REQUIRED ACTION
Your task is to set down the line containing "Target: car window" and every later line of the entries, word for word, including the last.

SOURCE MATERIAL

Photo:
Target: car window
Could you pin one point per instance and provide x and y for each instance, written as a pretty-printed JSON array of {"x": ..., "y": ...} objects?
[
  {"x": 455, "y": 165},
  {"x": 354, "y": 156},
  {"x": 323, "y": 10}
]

TASK ANSWER
Target: car window
Could you pin one point per instance and provide x and y for each instance, written as a pretty-printed JSON array of {"x": ..., "y": ...} objects?
[
  {"x": 455, "y": 165},
  {"x": 354, "y": 156},
  {"x": 323, "y": 10}
]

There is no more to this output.